WHAT THE TASK REQUIRES:
Count the lines in the items below that contain the word "instance" and give only that number.

LISTED RECORDS:
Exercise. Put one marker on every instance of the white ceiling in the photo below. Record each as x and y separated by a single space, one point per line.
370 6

...

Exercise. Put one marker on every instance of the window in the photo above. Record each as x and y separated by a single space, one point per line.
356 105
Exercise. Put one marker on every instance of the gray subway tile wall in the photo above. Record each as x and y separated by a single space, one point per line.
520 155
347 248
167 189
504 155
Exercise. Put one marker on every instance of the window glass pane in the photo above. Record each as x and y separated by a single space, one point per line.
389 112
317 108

WRITTEN RESPONSE:
4